Collection entries:

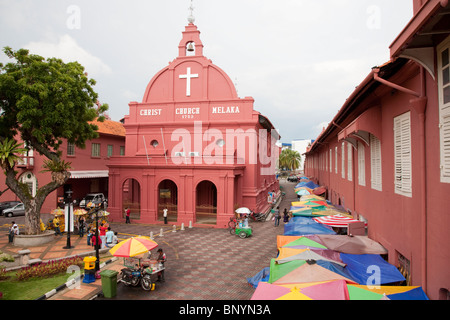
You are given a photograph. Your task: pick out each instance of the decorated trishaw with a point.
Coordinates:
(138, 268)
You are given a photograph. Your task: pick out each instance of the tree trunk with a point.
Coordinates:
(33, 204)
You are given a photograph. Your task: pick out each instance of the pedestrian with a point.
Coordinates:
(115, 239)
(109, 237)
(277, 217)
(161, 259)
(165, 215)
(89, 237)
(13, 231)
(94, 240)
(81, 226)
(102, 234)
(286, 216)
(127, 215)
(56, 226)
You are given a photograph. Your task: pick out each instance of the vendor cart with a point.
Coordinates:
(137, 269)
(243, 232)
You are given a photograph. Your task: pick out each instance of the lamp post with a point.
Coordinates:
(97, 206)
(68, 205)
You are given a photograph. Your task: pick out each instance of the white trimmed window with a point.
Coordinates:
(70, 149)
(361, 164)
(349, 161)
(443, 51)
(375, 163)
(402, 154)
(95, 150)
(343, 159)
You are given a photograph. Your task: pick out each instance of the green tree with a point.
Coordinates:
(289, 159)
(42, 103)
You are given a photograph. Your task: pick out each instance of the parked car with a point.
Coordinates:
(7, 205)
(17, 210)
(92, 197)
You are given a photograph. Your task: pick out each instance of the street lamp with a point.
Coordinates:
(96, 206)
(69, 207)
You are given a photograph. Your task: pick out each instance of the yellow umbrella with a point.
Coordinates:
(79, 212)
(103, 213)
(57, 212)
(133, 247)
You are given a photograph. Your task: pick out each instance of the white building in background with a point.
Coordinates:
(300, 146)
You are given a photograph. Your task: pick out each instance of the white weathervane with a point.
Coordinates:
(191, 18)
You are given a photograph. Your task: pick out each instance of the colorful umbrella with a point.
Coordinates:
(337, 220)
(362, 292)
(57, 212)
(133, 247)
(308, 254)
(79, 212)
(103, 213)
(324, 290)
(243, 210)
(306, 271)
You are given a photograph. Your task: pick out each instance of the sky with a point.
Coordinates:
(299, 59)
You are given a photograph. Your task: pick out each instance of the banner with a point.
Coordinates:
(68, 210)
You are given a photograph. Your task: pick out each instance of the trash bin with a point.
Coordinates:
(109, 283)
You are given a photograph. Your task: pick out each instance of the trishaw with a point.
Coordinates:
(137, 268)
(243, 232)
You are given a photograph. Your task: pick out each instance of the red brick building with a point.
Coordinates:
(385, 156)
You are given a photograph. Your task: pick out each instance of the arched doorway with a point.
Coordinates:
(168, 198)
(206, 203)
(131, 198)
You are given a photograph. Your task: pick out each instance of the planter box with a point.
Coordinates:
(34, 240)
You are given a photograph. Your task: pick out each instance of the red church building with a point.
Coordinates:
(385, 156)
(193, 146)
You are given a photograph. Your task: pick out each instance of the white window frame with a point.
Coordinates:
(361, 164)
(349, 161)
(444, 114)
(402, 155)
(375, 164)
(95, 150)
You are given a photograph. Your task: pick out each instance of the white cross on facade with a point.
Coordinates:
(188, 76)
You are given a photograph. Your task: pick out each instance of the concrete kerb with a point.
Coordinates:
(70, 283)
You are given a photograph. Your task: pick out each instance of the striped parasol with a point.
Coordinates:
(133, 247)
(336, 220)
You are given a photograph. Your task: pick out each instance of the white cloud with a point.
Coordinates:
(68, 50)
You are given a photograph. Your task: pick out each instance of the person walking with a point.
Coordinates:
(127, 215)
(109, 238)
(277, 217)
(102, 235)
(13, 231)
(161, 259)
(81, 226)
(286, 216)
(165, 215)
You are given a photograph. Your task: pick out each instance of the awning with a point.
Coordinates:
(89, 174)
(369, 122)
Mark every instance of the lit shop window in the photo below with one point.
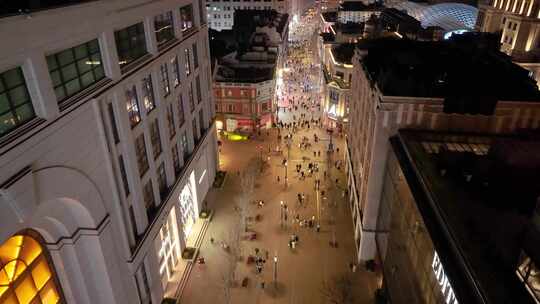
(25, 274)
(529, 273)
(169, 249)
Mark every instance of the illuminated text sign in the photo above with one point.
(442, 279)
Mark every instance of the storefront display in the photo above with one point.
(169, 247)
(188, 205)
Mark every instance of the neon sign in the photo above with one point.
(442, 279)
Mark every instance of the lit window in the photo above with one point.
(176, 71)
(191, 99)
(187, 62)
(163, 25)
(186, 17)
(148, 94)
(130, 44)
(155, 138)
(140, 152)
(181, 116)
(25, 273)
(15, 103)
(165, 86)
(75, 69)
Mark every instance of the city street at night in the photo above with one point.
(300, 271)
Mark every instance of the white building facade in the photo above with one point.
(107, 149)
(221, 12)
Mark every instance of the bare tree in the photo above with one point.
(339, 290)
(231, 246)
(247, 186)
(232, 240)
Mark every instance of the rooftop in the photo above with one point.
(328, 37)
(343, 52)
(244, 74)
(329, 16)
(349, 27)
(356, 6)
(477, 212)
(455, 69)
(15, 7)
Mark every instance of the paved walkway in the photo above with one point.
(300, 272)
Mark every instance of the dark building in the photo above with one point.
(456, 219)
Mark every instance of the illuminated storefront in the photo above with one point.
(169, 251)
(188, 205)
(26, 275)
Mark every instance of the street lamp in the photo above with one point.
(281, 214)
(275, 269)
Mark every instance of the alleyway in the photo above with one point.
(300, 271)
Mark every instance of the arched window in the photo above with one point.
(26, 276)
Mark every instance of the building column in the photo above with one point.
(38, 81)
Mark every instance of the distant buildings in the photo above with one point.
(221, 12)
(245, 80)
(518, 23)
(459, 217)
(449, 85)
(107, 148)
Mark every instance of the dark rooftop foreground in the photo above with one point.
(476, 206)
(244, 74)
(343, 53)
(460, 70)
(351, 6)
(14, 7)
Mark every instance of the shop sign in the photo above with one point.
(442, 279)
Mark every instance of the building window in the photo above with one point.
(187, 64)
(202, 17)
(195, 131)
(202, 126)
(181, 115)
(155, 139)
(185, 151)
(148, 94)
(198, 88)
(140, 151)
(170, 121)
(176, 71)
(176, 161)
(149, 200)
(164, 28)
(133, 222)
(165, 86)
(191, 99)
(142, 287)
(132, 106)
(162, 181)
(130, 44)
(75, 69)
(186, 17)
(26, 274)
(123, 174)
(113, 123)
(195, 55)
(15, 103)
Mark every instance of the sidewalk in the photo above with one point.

* * *

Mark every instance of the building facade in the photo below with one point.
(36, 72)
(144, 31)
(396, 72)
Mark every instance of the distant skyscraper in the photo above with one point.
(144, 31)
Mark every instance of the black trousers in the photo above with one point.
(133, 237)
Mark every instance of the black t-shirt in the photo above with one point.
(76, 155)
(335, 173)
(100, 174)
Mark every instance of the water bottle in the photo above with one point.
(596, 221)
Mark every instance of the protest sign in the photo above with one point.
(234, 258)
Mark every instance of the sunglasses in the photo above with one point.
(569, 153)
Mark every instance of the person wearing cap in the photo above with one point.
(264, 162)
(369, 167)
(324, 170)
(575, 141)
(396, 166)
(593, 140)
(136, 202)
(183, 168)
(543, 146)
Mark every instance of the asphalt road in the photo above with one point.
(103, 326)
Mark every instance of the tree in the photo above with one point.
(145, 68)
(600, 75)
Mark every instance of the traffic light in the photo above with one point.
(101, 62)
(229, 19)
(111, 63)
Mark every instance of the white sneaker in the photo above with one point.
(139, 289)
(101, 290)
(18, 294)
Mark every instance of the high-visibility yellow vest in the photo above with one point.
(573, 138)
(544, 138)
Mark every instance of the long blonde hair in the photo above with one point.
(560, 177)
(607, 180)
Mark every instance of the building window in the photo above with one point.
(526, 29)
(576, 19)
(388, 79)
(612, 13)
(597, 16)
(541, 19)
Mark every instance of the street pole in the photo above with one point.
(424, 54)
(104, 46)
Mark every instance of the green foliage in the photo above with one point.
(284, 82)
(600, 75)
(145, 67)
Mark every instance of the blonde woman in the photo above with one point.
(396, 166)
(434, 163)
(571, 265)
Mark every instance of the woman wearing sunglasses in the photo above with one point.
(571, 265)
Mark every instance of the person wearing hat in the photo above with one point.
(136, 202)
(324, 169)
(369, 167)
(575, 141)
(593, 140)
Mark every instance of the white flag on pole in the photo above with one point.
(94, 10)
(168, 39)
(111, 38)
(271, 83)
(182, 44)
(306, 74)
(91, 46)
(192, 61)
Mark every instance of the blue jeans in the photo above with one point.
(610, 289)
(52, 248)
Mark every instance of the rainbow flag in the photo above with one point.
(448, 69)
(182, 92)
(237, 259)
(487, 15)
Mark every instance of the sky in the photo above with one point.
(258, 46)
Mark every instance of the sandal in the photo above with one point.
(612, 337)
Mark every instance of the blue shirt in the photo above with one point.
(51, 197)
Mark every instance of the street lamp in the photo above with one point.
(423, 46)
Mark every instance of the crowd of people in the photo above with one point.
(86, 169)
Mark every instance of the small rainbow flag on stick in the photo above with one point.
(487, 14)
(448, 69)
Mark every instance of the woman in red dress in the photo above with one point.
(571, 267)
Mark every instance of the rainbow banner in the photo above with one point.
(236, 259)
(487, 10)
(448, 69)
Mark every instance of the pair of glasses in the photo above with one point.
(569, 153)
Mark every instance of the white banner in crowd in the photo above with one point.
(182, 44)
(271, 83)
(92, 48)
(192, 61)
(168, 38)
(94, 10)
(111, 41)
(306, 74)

* * *

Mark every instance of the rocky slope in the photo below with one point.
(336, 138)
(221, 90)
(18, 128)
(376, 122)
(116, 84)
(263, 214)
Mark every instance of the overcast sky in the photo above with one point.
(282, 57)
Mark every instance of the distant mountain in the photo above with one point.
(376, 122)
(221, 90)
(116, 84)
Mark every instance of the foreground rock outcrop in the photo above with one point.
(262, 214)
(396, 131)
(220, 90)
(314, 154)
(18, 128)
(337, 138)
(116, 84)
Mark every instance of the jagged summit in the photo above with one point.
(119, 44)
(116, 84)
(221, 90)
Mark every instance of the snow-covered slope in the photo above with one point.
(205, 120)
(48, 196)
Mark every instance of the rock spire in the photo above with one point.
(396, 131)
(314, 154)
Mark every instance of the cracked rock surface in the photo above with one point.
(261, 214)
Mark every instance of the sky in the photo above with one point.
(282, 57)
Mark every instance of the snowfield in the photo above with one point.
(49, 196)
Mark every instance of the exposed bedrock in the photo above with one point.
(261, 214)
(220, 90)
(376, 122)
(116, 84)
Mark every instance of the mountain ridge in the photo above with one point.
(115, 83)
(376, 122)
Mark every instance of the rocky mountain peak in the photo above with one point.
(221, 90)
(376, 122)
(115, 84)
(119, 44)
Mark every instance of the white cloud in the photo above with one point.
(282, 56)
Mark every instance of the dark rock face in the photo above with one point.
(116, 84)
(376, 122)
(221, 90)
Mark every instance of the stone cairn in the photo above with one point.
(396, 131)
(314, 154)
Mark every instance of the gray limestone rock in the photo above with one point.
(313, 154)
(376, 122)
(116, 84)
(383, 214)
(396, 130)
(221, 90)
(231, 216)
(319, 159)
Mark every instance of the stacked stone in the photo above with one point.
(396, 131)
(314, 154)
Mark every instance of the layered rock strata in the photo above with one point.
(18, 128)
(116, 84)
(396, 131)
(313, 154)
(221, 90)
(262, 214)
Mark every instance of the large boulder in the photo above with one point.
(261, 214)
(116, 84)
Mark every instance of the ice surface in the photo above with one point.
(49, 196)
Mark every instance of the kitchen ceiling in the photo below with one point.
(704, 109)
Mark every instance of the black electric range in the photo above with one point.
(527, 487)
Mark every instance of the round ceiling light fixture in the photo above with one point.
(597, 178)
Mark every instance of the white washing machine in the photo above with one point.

- [Directions]: Every line above that includes the word "trishaw" must appear in the answer.

- [Answer space]:
You are given a photograph. Your task: pick out each instance of the decorated trishaw with a point.
You are given a photograph. Your task: pick out each instance of the trishaw with a point.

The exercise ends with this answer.